Task objective :: An exact copy of the whole listing is required.

Data for this task ::
▼▼▼

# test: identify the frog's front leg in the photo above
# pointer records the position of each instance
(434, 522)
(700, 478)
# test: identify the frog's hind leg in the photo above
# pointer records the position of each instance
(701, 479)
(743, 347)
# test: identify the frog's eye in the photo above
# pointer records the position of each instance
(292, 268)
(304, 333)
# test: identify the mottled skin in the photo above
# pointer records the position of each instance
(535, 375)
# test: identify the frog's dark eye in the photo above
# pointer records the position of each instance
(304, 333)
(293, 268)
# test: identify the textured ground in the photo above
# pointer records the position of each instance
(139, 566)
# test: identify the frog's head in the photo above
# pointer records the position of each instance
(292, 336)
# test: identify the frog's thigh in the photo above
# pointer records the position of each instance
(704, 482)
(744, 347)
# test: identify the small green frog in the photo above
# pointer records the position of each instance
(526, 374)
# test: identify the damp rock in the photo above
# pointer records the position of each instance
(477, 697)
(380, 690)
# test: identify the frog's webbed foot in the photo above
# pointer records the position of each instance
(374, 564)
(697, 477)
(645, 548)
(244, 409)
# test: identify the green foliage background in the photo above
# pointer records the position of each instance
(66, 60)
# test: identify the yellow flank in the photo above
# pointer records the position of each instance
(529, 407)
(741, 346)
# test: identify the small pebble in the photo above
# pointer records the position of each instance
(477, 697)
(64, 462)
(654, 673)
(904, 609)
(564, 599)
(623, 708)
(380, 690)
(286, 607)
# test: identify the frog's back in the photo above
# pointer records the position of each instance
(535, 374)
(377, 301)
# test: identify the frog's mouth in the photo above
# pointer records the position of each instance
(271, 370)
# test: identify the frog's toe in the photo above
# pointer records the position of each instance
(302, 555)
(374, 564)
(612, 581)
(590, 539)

▲▲▲

Problem solution ::
# test: identify the frog's front leg in the photo above
# pointer records the position of each instance
(434, 522)
(700, 478)
# test: identify the frog's hind leg in the photo above
# pointer records the position of each instance
(701, 479)
(743, 347)
# test: identify the frog's eye in the photo above
# pointer records the position of each instance
(292, 268)
(304, 333)
# test: identify the mottled skin in the photo above
# pointer records the position of each instance
(535, 375)
# test: identify the frog's dark eye in the photo above
# pointer records the position of each instance
(304, 333)
(293, 268)
# test: identify the textured ground in the photo above
# pointer records the position of each instance
(139, 566)
# test: identify the frog's head in the photo above
# pointer records the position of each instance
(292, 336)
# test: identify the frog's thigh in the photo above
# pointer records the position of each instance
(704, 482)
(744, 347)
# test: identify the small green frog in the photo above
# pointer records the position of each instance
(526, 374)
# test: identify the damp rock in the photo above
# pointer records the position of each instance
(477, 697)
(380, 690)
# test: identify the frog's webbed foot in the photo above
# pointer records the position of each instance
(374, 564)
(697, 477)
(645, 548)
(244, 409)
# test: identify the green foliage background in the photo above
# pointer records the position of each instance
(66, 60)
# test: identify the yellow flank in the photo above
# pointer records the position of each instance
(529, 407)
(741, 346)
# test: identify the small pebble in the photo above
# pointer records the position of each instance
(477, 697)
(64, 462)
(654, 673)
(904, 609)
(564, 599)
(623, 708)
(380, 690)
(286, 607)
# test: identify the frog's back in the photo above
# pointer records the position of each instance
(535, 374)
(377, 301)
# test: identify the frog's mouth in the photo above
# pointer records the position of each instance
(271, 370)
# test: identify the frog's toe in the photo above
# pointer records the position of each instance
(302, 555)
(374, 564)
(612, 581)
(590, 539)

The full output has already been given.